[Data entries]
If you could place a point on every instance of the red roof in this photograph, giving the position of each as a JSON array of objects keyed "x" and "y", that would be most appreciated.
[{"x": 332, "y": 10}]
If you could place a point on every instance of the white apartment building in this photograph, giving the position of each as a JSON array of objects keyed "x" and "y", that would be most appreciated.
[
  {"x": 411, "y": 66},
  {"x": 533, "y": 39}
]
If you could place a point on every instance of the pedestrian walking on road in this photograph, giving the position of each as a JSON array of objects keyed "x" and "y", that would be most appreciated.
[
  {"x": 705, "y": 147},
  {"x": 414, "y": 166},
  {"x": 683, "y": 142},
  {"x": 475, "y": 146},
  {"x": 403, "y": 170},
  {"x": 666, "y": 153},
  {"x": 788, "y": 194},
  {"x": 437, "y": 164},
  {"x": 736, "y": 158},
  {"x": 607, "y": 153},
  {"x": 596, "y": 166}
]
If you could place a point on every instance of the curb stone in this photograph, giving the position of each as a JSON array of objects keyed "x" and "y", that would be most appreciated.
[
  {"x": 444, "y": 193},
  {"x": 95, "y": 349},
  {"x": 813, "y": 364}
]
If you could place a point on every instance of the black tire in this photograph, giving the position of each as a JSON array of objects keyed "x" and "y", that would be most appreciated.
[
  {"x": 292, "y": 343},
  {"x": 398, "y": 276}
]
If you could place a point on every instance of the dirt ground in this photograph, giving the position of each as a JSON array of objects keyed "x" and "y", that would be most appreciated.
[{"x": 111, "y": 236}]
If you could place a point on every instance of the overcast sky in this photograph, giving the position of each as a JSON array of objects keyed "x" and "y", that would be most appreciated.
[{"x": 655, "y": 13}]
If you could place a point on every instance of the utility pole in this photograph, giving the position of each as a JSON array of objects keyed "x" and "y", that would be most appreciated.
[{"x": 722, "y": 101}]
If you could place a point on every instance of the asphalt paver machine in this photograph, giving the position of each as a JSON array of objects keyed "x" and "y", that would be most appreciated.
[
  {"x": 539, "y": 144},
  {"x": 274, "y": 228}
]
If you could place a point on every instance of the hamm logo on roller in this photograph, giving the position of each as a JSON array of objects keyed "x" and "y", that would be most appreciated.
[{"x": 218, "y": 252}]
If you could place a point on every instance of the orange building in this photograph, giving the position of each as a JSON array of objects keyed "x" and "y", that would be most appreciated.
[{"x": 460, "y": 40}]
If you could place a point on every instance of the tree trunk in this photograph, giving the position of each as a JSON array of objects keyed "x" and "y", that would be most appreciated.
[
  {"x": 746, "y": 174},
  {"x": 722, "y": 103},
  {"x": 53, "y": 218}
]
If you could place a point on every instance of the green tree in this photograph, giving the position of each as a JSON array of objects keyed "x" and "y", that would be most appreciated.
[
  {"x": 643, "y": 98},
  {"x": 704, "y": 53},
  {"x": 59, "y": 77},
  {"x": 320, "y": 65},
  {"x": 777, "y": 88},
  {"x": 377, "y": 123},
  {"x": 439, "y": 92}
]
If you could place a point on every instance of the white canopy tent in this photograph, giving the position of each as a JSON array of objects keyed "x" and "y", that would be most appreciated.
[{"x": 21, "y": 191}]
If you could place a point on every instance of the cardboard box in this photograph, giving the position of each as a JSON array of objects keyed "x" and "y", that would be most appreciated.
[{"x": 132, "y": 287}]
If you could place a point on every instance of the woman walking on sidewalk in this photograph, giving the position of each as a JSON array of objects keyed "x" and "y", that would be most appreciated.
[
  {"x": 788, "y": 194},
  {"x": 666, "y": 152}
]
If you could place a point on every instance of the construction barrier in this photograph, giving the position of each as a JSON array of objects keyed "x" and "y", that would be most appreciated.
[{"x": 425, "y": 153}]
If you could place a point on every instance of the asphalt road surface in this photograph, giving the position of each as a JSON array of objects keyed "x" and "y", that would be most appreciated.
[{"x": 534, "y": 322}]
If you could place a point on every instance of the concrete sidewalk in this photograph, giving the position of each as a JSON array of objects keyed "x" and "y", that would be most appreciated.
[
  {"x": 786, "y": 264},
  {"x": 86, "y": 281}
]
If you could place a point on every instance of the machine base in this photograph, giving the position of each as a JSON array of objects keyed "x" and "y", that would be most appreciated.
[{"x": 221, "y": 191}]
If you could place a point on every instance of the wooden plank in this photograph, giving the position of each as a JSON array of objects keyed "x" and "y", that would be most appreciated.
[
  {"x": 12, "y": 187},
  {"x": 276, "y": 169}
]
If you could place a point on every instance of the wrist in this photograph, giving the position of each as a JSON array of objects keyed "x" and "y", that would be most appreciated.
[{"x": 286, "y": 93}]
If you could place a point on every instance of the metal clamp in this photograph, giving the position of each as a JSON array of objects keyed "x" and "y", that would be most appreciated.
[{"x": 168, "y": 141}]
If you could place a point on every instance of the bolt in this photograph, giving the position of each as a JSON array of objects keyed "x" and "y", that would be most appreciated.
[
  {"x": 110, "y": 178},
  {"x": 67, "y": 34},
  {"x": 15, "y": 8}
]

◆ **EXERCISE INSTRUCTIONS**
Rewrite the listing above with every "most appreciated" replaced by "greatly appreciated". Leave everything else unchanged.

◆ **RESPONSE TO THE TASK**
If you could place a point on every instance of the red roof in this photograph, giving the position of each as a JSON array of objects keyed "x" and "y", that would be greatly appreciated.
[{"x": 332, "y": 10}]
If you could place a point on every instance of the white apartment building in this photograph, giving the position of each as a JSON array of objects keyed "x" and "y", that would be greatly appreciated.
[
  {"x": 411, "y": 66},
  {"x": 533, "y": 39}
]
If you could place a point on every instance of the pedestrian walking on road in this photograph, giving the position of each as a JSON array of objects keyed "x" and "y", that would be greatly appreciated.
[
  {"x": 705, "y": 147},
  {"x": 414, "y": 166},
  {"x": 683, "y": 142},
  {"x": 475, "y": 146},
  {"x": 403, "y": 170},
  {"x": 666, "y": 153},
  {"x": 788, "y": 194},
  {"x": 437, "y": 164},
  {"x": 736, "y": 158},
  {"x": 607, "y": 153},
  {"x": 596, "y": 166}
]
If you could place a point on every instance of the curb stone in this photograph, giving the position of each as a JSON array of objects keyed "x" and "y", that would be greatly appreciated.
[
  {"x": 444, "y": 193},
  {"x": 95, "y": 349},
  {"x": 813, "y": 364}
]
If you could place a point on every instance of the black tire in this photograph, giving the position of each as a JSON array of objects keyed "x" and "y", that would be greatly appreciated.
[
  {"x": 292, "y": 343},
  {"x": 398, "y": 276}
]
If you could place a point on every instance of the dirt ground in this photograph, giving the position of each as a JSON array of objects keyed "x" and "y", that would be greatly appreciated.
[{"x": 111, "y": 236}]
If you could place a point on every instance of the overcast sky in this photograph, giving the position of each as a JSON array of objects keyed "x" and "y", that would be greatly appreciated.
[{"x": 655, "y": 13}]
If you could place a point on every instance of the utility pole in this photograph, giving the position of each as a JSON array of objects keyed "x" and "y", that would be greatly appreciated.
[{"x": 722, "y": 101}]
If you could place a point on every instance of the asphalt paver machine in this photograph, giving the position of each as a JSON array of objects keyed "x" and "y", that would be greatly appreciated.
[
  {"x": 539, "y": 144},
  {"x": 274, "y": 228}
]
If you could place a point on every instance of the hamm logo on roller in this photograph, giving the position of each as a JSON array of objects keyed "x" and "y", that would be greatly appreciated.
[{"x": 218, "y": 252}]
If you could place a point on every instance of the orange building in this photograph, giving the position of each as a JSON array of objects keyed "x" and "y", that would be greatly appreciated.
[{"x": 460, "y": 40}]
If you could place a point on every instance of the tree trunk in this photograph, giving the position of each as a JSON array of objects keyed "x" and "y", that would be greatly appreciated.
[
  {"x": 746, "y": 174},
  {"x": 722, "y": 103},
  {"x": 53, "y": 218}
]
If you could place a point on every instance of the green tree in this photograph, giving the position of each as a JSON array of objects keyed "x" and "y", that would be greatly appreciated.
[
  {"x": 643, "y": 98},
  {"x": 704, "y": 53},
  {"x": 59, "y": 77},
  {"x": 320, "y": 65},
  {"x": 777, "y": 88},
  {"x": 377, "y": 123},
  {"x": 439, "y": 92}
]
If you could place a point on every instance of the white canopy tent in this photograph, giving the position of each as a JSON array of objects keyed "x" and "y", that would be greatly appreciated.
[{"x": 21, "y": 191}]
If you could place a point on every instance of the cardboard box in this photograph, giving the position of each as a JSON array of objects keyed "x" and "y", that would be greatly appreciated.
[{"x": 132, "y": 287}]
If you could place a point on every instance of the woman walking on sidewalk in this photograph, giving the position of each as a JSON array of objects keyed "x" and "y", that would be greatly appreciated.
[
  {"x": 788, "y": 194},
  {"x": 666, "y": 152}
]
If you could place a point on every instance of the construction barrier in this photograph, giving the position of each as a JSON array of objects keyed "x" and "y", that would be greatly appreciated.
[{"x": 425, "y": 153}]
If you could place a point on every instance of the asphalt road surface in this photograph, giving the position of each as a JSON array of objects keyed "x" and "y", that would be greatly appreciated.
[{"x": 534, "y": 322}]
If you could place a point on every instance of the concrete sidewalk in this photograph, giving the position of each as a JSON array of objects keyed "x" and "y", that would be greatly appreciated.
[
  {"x": 786, "y": 264},
  {"x": 86, "y": 281}
]
If you could place a point on every instance of the machine base in this photograph, giving the position of each as a JSON array of objects keyed "x" and "y", that would be greatly appreciated.
[{"x": 221, "y": 191}]
If you could place a point on every instance of the wooden plank in this photograph, giving the position of each as a JSON array of objects keyed "x" and "y", that would be greatly appreciated.
[
  {"x": 12, "y": 187},
  {"x": 276, "y": 169}
]
If you could place a point on every instance of the wrist in this photograph, giving the position of each as a JSON array of objects keyed "x" and "y", that would be greatly appreciated.
[{"x": 286, "y": 93}]
If you could place a point on every instance of the metal clamp in this photograph, giving the position of each as a JSON array of objects keyed "x" and "y", that would be greatly appreciated.
[{"x": 168, "y": 141}]
If you could place a point on every instance of the bolt in this photograph, giving the position of each as a JSON array of objects keyed "x" and "y", that would be greatly appreciated.
[
  {"x": 110, "y": 178},
  {"x": 67, "y": 34},
  {"x": 15, "y": 8}
]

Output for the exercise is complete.